───── MATERIAL FOR THIS EXERCISE ─────

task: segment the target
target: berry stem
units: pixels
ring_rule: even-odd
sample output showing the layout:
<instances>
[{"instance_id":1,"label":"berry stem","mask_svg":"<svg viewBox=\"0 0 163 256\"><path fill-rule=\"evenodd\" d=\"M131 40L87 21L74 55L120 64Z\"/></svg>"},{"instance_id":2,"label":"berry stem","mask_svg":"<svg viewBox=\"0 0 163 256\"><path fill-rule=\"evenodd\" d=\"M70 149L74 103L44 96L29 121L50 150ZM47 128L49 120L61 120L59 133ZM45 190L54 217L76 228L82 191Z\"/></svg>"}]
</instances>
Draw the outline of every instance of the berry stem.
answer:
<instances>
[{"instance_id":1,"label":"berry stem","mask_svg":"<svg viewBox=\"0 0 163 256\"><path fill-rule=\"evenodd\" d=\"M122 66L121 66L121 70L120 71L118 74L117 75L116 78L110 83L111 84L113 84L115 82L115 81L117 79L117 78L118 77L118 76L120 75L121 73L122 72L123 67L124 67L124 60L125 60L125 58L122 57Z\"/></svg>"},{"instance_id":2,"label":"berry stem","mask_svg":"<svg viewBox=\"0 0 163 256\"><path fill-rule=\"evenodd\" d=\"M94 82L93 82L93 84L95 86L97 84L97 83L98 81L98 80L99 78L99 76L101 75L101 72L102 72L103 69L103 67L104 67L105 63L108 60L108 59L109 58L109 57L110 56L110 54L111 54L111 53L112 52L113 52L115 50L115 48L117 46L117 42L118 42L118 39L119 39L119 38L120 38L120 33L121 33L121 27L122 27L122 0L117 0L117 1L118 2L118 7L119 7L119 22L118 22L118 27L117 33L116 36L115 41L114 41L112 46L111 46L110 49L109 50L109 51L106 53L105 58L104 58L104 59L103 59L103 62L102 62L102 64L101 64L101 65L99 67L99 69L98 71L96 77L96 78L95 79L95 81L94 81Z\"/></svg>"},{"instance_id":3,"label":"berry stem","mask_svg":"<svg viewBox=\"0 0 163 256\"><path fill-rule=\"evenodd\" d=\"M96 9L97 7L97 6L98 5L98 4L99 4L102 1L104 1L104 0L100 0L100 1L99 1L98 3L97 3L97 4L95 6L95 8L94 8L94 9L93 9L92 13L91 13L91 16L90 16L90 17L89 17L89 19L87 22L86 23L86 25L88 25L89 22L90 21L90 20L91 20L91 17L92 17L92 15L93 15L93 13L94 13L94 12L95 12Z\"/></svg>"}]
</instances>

─────

**DIRECTIONS FOR THIS TASK:**
Collect every line above that contains the word "label", treating uppercase and lowercase as different.

**WRITTEN SOLUTION:**
[{"instance_id":1,"label":"berry stem","mask_svg":"<svg viewBox=\"0 0 163 256\"><path fill-rule=\"evenodd\" d=\"M131 40L87 21L74 55L120 64Z\"/></svg>"},{"instance_id":2,"label":"berry stem","mask_svg":"<svg viewBox=\"0 0 163 256\"><path fill-rule=\"evenodd\" d=\"M70 149L74 103L44 96L29 121L50 150ZM47 128L49 120L61 120L59 133ZM45 190L54 217L76 228L82 191Z\"/></svg>"}]
[{"instance_id":1,"label":"berry stem","mask_svg":"<svg viewBox=\"0 0 163 256\"><path fill-rule=\"evenodd\" d=\"M122 66L121 66L121 70L120 71L118 74L117 75L116 78L110 83L111 84L113 84L115 82L115 81L117 79L117 78L118 77L118 76L120 75L121 73L122 72L123 67L124 67L124 60L125 60L125 58L122 57Z\"/></svg>"},{"instance_id":2,"label":"berry stem","mask_svg":"<svg viewBox=\"0 0 163 256\"><path fill-rule=\"evenodd\" d=\"M94 82L93 82L93 84L95 86L97 84L97 83L98 81L98 80L99 78L99 76L101 75L101 72L102 72L103 69L103 67L104 67L105 63L108 60L108 59L109 58L109 57L110 56L110 54L111 54L111 53L112 52L113 52L115 50L115 48L117 46L117 42L118 42L118 39L119 39L119 38L120 38L120 33L121 33L121 27L122 27L122 0L117 0L117 1L118 2L118 7L119 7L119 22L118 22L118 27L117 33L116 36L115 41L114 41L112 46L111 46L110 49L109 50L109 51L106 53L105 58L104 58L104 59L103 59L103 62L102 62L102 64L101 64L101 65L99 67L99 69L98 71L96 77L96 78L95 79L95 81L94 81Z\"/></svg>"},{"instance_id":3,"label":"berry stem","mask_svg":"<svg viewBox=\"0 0 163 256\"><path fill-rule=\"evenodd\" d=\"M96 9L97 7L97 6L98 5L98 4L99 4L102 1L104 1L104 0L100 0L100 1L99 1L98 3L97 3L97 4L95 6L95 8L94 8L94 9L93 9L92 13L91 13L91 16L90 16L90 17L89 17L89 19L87 22L86 23L86 25L88 25L89 22L90 21L90 20L91 20L91 17L92 17L92 15L93 15L93 13L94 13L94 12L95 12Z\"/></svg>"}]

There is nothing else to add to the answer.